About this exercise:
Read the listing below and copy out each line where the word "foliage" occurs.

[Material for this task Boundary: Start]

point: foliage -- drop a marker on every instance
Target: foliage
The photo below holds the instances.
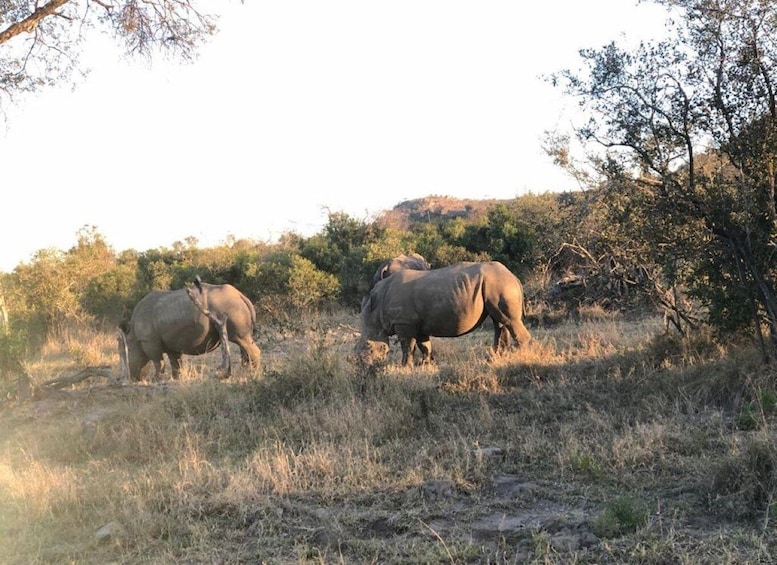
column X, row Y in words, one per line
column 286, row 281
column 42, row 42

[Material for this task Boundary: End]
[Material for this task Boundary: Start]

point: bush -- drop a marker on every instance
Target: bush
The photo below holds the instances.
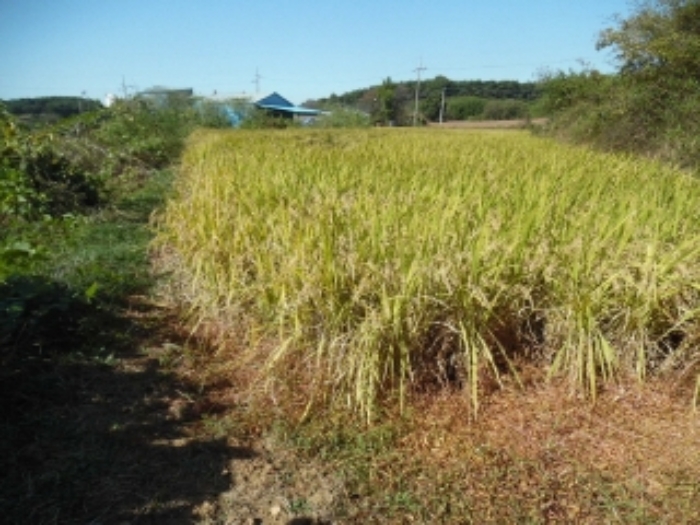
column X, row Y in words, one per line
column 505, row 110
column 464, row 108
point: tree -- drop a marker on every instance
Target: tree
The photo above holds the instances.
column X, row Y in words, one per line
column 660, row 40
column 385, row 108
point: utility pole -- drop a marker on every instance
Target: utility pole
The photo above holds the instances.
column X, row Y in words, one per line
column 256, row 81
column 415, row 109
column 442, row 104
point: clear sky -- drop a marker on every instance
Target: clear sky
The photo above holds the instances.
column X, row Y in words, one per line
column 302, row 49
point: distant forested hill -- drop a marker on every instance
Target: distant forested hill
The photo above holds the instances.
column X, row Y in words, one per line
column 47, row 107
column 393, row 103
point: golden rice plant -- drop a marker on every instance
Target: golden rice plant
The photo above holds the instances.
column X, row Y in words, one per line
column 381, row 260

[Material for this task Boundary: End]

Task response:
point: foliage -- drop a marker on every instance
Target: foliage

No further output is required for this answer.